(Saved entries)
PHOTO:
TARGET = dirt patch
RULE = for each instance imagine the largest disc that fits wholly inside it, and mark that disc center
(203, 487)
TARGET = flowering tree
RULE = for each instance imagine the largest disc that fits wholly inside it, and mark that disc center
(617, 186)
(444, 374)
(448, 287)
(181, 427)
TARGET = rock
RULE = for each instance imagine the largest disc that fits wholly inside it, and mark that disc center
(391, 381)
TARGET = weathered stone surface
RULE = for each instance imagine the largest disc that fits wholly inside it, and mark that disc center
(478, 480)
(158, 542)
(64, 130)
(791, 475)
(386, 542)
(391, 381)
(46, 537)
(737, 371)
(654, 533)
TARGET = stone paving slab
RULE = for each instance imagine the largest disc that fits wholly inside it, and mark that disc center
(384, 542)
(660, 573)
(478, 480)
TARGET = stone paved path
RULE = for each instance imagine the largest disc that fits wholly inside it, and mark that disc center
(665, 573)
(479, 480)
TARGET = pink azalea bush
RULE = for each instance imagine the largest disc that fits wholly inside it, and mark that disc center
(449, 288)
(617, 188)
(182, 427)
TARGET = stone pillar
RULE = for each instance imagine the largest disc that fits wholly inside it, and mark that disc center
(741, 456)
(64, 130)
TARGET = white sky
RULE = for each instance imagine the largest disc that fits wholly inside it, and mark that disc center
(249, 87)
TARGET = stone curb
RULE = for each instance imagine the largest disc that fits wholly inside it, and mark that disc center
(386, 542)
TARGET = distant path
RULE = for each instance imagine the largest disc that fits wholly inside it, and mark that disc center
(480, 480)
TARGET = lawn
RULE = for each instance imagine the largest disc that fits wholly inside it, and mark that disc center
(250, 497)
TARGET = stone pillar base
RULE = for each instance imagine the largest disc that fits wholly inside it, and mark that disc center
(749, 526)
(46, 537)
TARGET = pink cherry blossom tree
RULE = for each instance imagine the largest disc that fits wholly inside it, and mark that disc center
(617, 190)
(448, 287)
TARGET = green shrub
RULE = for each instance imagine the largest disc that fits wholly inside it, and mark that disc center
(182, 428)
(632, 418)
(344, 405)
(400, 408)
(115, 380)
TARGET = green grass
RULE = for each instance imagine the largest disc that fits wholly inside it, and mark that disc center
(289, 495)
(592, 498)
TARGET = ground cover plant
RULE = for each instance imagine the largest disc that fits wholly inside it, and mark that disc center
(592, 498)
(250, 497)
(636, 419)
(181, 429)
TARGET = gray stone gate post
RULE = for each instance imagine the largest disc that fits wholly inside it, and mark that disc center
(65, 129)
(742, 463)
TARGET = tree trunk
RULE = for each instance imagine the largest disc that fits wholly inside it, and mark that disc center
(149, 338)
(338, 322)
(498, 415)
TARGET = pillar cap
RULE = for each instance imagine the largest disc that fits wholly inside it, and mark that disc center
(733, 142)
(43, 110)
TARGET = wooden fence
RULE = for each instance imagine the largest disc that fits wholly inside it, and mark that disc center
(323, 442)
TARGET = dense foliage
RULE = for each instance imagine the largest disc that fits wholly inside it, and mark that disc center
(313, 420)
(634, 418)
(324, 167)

_Objective_:
Your task is to return, exactly and on their own, the lines from the one containing "TARGET = green shrub" through the last line of the listing.

_Answer to this exercise_:
TARGET = green shrub
RULE = for each instance imagine the largest disc that fits wholly inside it, and mark that disc center
(182, 428)
(632, 418)
(344, 405)
(400, 408)
(115, 380)
TARGET = green grass
RULE = for each instance imagine the largest disc that fits wholly inside it, and mark that disc center
(289, 495)
(592, 498)
TARGET = ground cover plant
RULE = for each instance imagine the largest disc that fits wholly inside it, and mark that disc center
(592, 498)
(250, 497)
(636, 419)
(181, 429)
TARGET = gray stone gate post
RULE = for each instance imagine the largest disc that fits wholly inside it, and mark that disc center
(65, 129)
(742, 463)
TARGET = tree trunk
RULE = for each instance imagine the largest disc that fits wholly inside it, and mark that disc center
(149, 338)
(338, 322)
(498, 415)
TARGET = pillar cap
RULE = for each instance imagine the largest disc that fits wholly inside it, and mark that disc center
(733, 142)
(43, 110)
TARGET = wooden fence
RULE = for each instance imagine the largest disc that fits wholly inside it, and mark that disc center
(323, 442)
TARGET = dense foliage
RULE = for each instance imagine the largest disc that fits wholly inside it, and mark that disc center
(313, 420)
(634, 418)
(324, 167)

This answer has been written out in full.